> _Work instruction_
Repeat, exactly as they appear, the lines from the one with "Reviewer note: make sure each instance of the grass turf" through the last line of the entries below, but none of the pictures.

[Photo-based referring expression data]
····················

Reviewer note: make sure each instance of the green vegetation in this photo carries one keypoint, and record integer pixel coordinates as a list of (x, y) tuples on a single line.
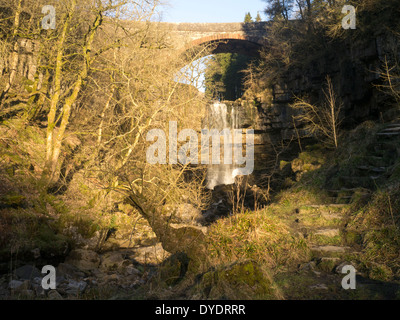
[(74, 173)]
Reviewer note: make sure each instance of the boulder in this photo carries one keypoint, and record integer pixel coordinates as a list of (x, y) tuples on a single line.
[(85, 260), (112, 261), (27, 272)]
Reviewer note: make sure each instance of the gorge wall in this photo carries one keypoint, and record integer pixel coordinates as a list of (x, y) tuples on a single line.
[(354, 68)]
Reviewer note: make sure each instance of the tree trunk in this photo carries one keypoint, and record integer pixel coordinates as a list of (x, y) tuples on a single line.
[(15, 53)]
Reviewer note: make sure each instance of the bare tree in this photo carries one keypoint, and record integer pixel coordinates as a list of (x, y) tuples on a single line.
[(322, 121)]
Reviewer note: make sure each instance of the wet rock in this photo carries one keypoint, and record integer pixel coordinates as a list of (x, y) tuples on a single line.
[(85, 260), (36, 253), (188, 214), (27, 294), (16, 285), (111, 261), (69, 271), (131, 270), (54, 295), (27, 272), (151, 255), (237, 281), (76, 287)]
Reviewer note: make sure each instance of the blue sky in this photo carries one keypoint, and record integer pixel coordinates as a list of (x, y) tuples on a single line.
[(211, 10)]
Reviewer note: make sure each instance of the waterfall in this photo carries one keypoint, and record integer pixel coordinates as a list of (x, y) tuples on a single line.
[(220, 118)]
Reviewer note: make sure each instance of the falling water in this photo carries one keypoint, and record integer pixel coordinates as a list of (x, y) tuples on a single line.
[(219, 118)]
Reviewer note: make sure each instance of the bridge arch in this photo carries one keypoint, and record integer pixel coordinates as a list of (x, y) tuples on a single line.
[(227, 43)]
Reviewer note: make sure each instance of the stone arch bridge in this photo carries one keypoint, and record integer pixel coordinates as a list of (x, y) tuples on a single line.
[(243, 38)]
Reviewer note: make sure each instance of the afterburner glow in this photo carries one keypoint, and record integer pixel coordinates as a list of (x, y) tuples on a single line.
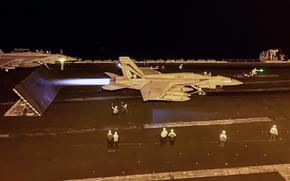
[(84, 81)]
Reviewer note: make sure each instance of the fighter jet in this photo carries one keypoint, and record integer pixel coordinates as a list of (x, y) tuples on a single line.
[(26, 58), (164, 87)]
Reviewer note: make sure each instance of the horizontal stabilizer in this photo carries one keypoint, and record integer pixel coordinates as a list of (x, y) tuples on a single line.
[(111, 75), (112, 87)]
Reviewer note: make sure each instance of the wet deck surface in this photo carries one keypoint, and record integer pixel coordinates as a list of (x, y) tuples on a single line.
[(68, 141)]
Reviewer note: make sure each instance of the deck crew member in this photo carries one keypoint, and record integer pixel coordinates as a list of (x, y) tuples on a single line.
[(273, 133), (172, 136), (116, 139), (163, 136), (115, 109), (223, 138), (110, 139), (124, 107)]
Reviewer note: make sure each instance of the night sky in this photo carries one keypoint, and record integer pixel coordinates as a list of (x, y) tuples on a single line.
[(147, 29)]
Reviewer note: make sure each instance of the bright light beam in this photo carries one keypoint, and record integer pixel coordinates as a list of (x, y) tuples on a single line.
[(84, 82)]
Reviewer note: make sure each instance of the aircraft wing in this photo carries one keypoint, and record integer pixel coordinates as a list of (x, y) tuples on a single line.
[(154, 90), (164, 91)]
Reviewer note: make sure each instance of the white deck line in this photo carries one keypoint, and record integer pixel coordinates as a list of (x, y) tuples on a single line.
[(282, 169), (208, 123)]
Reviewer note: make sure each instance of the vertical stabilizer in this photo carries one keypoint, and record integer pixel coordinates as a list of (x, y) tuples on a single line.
[(130, 69)]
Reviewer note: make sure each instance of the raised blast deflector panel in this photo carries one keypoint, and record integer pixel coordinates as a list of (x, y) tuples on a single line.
[(38, 91)]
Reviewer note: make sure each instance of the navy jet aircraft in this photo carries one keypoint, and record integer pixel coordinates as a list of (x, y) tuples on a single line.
[(164, 87)]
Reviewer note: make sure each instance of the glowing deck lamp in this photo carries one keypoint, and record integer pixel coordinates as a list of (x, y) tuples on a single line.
[(62, 60)]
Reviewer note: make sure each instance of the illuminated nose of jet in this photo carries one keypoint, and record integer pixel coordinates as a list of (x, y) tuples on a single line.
[(236, 82)]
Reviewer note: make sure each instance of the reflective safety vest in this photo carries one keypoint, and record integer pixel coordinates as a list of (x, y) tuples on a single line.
[(115, 110), (163, 134), (110, 136), (116, 138), (223, 137), (172, 135), (274, 131)]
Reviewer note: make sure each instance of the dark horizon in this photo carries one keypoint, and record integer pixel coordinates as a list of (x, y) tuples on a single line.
[(147, 30)]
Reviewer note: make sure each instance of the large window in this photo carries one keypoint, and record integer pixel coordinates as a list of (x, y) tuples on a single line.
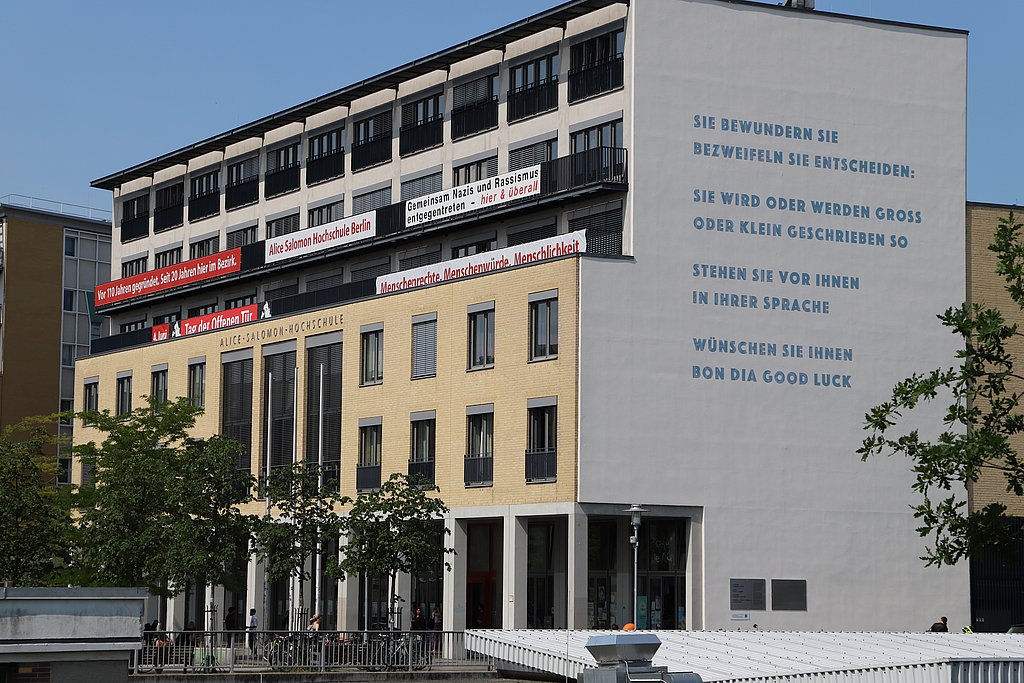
[(124, 396), (372, 355), (424, 346), (197, 384), (481, 336), (544, 326)]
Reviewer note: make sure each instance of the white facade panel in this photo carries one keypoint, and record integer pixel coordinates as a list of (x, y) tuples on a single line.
[(760, 136)]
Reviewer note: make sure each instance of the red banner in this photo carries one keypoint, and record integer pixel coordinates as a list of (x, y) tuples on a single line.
[(194, 326), (185, 272)]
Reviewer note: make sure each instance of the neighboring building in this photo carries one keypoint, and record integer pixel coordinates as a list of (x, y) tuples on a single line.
[(666, 252), (996, 579), (52, 255)]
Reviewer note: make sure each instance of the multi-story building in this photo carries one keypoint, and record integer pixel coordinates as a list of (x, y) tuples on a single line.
[(52, 255), (665, 253)]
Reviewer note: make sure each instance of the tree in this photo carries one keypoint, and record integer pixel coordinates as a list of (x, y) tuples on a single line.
[(162, 507), (306, 516), (979, 425), (34, 525), (395, 529)]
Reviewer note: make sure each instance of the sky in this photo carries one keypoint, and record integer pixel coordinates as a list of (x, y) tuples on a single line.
[(90, 88)]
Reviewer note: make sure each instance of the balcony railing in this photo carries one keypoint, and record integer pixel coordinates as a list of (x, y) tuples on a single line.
[(422, 135), (542, 465), (534, 98), (281, 181), (424, 470), (594, 79), (368, 477), (376, 150), (242, 194), (204, 205), (167, 217), (479, 470), (474, 118), (326, 167), (133, 228)]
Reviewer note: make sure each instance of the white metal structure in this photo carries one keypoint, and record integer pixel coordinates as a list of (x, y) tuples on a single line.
[(765, 655)]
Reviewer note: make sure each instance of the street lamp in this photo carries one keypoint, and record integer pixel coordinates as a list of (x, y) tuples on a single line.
[(635, 512)]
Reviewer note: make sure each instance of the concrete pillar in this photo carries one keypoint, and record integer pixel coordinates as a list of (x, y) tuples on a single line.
[(515, 543), (454, 610), (577, 569)]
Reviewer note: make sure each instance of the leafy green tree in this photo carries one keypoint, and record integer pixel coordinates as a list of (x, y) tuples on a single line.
[(162, 507), (981, 421), (395, 528), (34, 524)]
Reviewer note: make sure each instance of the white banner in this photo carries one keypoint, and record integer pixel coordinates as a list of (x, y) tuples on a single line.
[(491, 191), (435, 273), (323, 237)]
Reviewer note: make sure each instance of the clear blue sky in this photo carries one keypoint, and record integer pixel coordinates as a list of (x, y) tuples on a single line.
[(89, 88)]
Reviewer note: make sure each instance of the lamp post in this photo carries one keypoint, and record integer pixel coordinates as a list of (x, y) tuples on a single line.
[(635, 512)]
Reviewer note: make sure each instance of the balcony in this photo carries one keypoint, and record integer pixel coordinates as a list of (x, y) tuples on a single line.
[(203, 206), (135, 227), (281, 181), (531, 99), (165, 218), (594, 79), (368, 477), (326, 167), (474, 118), (242, 194), (542, 465), (479, 470), (423, 135), (423, 470), (372, 152)]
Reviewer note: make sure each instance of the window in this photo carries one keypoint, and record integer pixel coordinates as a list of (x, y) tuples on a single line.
[(159, 389), (481, 336), (167, 257), (205, 309), (544, 328), (241, 238), (372, 363), (531, 155), (237, 407), (422, 440), (284, 225), (197, 384), (205, 247), (372, 200), (605, 135), (327, 213), (424, 346), (124, 396), (135, 266), (240, 301), (427, 184), (478, 170), (477, 247), (90, 397)]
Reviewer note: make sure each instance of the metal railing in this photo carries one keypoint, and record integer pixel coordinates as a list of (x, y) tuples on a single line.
[(474, 118), (593, 79), (64, 208), (230, 651)]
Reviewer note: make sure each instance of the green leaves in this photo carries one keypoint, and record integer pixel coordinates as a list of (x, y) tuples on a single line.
[(979, 424)]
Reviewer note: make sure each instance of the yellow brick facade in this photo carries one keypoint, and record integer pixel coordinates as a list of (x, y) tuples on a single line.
[(988, 289), (508, 385)]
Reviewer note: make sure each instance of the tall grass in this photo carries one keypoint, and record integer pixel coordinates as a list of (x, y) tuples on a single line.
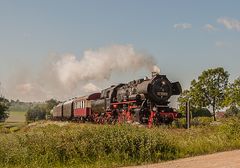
[(87, 145)]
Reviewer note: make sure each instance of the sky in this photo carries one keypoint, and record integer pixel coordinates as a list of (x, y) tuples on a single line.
[(38, 39)]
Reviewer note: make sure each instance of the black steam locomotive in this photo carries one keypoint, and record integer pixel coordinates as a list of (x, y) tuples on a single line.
[(143, 101)]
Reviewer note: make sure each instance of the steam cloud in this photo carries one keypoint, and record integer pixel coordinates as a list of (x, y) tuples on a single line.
[(68, 76)]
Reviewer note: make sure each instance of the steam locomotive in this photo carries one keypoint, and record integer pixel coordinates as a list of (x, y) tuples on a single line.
[(143, 101)]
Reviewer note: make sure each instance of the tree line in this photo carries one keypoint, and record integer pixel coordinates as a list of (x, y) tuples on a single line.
[(212, 90)]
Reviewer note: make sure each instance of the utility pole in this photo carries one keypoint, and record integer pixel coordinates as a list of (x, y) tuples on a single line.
[(188, 114)]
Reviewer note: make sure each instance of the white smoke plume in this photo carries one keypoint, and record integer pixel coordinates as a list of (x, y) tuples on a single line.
[(68, 76), (99, 64)]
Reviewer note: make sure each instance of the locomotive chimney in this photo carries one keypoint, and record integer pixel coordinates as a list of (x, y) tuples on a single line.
[(154, 74)]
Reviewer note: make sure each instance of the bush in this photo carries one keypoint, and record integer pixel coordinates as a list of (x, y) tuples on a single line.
[(36, 113), (74, 144)]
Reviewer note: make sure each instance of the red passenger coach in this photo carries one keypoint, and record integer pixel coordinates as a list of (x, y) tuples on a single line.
[(82, 106)]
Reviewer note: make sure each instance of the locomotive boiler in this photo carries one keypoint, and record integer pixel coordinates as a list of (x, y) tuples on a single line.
[(143, 101)]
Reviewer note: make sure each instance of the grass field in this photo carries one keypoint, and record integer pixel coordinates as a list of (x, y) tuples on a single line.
[(14, 122), (66, 144)]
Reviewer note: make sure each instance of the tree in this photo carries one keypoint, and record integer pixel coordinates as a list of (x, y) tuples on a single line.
[(4, 105), (210, 88), (233, 94), (232, 111), (50, 104)]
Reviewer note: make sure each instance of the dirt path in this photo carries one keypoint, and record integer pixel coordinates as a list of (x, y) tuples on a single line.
[(230, 159)]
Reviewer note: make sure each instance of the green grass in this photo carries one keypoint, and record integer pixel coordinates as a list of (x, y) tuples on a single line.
[(47, 144), (14, 123), (16, 116)]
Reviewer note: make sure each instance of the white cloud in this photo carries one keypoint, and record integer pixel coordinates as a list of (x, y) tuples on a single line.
[(182, 26), (230, 23), (209, 27), (90, 88)]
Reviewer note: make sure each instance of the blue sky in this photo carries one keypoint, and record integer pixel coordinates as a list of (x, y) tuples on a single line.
[(185, 37)]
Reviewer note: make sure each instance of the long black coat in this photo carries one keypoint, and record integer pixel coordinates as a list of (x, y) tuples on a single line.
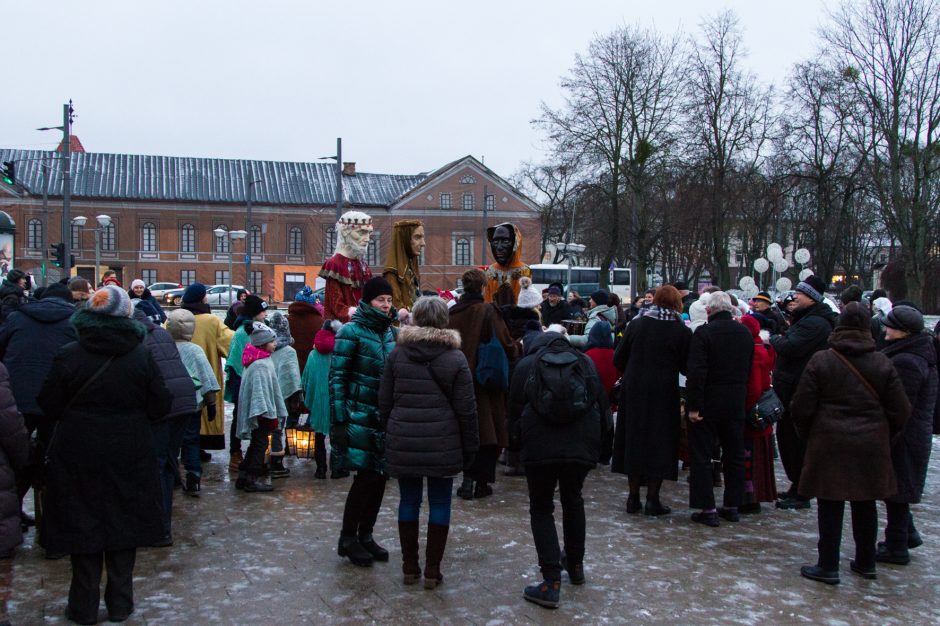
[(102, 489), (13, 452), (915, 359), (651, 354), (719, 366), (808, 333), (28, 340), (429, 425), (175, 376), (545, 441)]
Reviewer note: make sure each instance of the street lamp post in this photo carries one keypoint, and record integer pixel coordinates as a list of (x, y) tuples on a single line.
[(232, 235), (103, 222)]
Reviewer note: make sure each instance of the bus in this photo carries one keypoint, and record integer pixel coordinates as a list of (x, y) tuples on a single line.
[(584, 280)]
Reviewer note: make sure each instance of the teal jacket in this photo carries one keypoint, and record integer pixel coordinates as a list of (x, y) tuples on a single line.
[(362, 346)]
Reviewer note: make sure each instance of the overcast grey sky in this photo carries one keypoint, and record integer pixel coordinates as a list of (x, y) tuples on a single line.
[(409, 85)]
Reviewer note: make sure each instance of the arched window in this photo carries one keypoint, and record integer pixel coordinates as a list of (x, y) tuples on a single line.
[(462, 252), (223, 244), (109, 238), (255, 237), (187, 238), (34, 234), (295, 241), (148, 234)]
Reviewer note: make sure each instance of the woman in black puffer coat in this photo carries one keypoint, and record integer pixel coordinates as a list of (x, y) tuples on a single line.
[(912, 352), (427, 401), (102, 500)]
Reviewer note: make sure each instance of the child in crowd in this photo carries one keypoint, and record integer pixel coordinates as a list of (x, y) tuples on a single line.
[(260, 405), (181, 324)]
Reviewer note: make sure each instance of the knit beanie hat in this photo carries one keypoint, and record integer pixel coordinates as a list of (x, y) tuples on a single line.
[(374, 288), (906, 318), (529, 297), (813, 287), (261, 334), (194, 293), (600, 297), (253, 306), (56, 290), (111, 300), (278, 323), (306, 295)]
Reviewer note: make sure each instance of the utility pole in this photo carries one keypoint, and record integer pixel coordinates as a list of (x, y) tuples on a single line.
[(67, 188), (339, 180)]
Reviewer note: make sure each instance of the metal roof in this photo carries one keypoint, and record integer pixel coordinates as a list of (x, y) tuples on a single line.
[(188, 179)]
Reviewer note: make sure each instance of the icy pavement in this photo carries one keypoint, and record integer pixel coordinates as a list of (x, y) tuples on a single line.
[(271, 559)]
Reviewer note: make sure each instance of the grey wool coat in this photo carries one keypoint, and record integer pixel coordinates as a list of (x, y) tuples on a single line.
[(427, 403)]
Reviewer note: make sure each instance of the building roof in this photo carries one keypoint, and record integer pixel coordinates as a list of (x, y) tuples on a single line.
[(188, 179)]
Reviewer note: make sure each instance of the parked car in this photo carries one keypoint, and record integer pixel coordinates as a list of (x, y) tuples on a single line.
[(219, 294), (158, 289)]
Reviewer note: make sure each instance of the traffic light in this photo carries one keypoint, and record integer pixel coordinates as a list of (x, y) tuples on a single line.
[(8, 172), (57, 252)]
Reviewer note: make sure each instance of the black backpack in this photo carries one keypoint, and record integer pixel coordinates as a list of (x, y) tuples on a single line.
[(559, 386)]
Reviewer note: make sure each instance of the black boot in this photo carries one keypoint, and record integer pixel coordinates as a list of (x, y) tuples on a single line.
[(350, 547), (465, 490), (378, 552)]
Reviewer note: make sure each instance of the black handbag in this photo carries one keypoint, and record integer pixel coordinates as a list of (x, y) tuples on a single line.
[(767, 411)]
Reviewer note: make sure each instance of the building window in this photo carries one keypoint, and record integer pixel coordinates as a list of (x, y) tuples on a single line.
[(34, 234), (109, 238), (255, 247), (295, 241), (187, 238), (148, 276), (76, 237), (223, 244), (462, 254), (149, 235), (372, 253)]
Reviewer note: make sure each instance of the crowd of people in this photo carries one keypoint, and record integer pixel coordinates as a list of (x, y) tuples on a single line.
[(844, 394)]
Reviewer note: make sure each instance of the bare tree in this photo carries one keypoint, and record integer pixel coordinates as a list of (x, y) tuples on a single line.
[(890, 50), (728, 124)]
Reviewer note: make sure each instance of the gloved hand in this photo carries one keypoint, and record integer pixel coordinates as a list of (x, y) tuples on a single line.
[(338, 437), (468, 459)]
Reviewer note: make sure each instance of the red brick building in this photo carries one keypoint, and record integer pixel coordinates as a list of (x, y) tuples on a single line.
[(164, 210)]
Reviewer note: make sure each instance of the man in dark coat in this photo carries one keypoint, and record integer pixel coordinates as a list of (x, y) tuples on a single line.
[(554, 309), (103, 493), (719, 366), (556, 453), (168, 433), (28, 340), (811, 323), (912, 352), (13, 450)]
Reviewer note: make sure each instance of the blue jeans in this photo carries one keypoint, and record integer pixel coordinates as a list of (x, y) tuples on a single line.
[(188, 450), (439, 495)]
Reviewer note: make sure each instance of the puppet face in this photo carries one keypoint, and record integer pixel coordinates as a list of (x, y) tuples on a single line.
[(501, 245), (417, 241)]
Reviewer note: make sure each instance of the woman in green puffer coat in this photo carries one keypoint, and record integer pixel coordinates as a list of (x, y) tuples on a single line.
[(357, 439)]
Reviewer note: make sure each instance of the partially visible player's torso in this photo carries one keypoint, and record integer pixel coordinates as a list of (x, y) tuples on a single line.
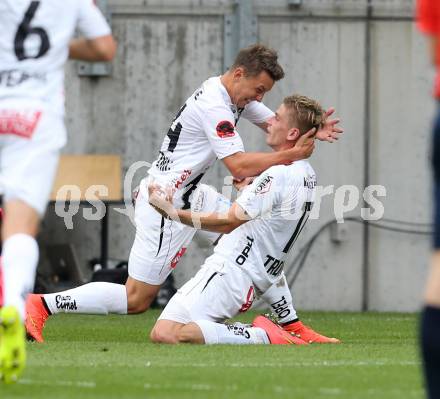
[(34, 47), (33, 50), (259, 247), (202, 131)]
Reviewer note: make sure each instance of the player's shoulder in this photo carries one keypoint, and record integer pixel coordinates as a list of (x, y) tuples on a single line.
[(210, 96), (301, 172)]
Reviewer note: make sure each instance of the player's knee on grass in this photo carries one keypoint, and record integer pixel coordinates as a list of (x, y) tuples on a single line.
[(140, 295), (190, 333), (21, 219), (160, 334)]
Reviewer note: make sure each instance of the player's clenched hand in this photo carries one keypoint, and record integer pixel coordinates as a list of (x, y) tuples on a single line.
[(239, 184), (329, 131), (161, 200)]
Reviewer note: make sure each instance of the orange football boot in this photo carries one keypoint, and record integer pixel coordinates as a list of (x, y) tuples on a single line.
[(36, 316), (276, 335)]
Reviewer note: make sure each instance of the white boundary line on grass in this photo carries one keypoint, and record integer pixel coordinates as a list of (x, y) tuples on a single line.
[(78, 384)]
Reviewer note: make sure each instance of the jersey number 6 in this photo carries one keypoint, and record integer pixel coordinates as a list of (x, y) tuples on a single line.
[(25, 30)]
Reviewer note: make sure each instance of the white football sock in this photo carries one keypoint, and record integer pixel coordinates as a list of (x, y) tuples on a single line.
[(19, 262), (92, 298), (279, 298), (237, 333)]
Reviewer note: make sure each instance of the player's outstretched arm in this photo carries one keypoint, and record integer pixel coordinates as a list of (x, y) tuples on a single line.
[(101, 48), (246, 164), (216, 222)]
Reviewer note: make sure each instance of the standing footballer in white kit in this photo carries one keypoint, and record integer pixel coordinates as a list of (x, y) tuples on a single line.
[(203, 130), (35, 42), (261, 226)]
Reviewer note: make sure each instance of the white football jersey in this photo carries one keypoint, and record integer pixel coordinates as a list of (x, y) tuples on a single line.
[(203, 130), (279, 202), (34, 43)]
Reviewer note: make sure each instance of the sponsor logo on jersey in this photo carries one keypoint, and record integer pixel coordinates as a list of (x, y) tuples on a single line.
[(281, 308), (177, 257), (245, 253), (197, 203), (264, 185), (273, 266), (225, 129), (19, 123), (183, 177), (65, 302), (14, 77), (310, 182), (198, 94), (163, 162), (249, 300)]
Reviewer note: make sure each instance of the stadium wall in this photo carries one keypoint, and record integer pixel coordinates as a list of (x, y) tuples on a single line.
[(364, 58)]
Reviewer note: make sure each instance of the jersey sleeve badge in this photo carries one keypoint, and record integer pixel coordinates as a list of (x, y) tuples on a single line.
[(225, 129)]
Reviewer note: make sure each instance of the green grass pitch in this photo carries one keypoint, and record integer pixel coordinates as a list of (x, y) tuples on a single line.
[(112, 357)]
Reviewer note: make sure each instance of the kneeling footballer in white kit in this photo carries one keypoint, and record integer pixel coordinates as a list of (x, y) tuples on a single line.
[(261, 226)]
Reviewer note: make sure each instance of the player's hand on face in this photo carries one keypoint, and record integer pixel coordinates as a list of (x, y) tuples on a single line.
[(239, 184), (330, 131)]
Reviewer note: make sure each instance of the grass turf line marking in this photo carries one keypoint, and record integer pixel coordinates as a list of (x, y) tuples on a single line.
[(79, 384)]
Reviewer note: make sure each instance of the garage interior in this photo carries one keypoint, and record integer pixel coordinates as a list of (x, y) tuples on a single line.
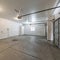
[(29, 30)]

····················

> _Output for this exercise_
Reviewer note: make sure each instance of the grass turf line marking in this photo carries one keypoint, and record integer pixel coordinates as a list of (x, y) tuples on a single line.
[(79, 384)]
Reviewer note: make sure each instance of the garage interior in this photo carries one keypoint, and record integer pixel coordinates as a list of (x, y) tuples on a single line.
[(29, 30)]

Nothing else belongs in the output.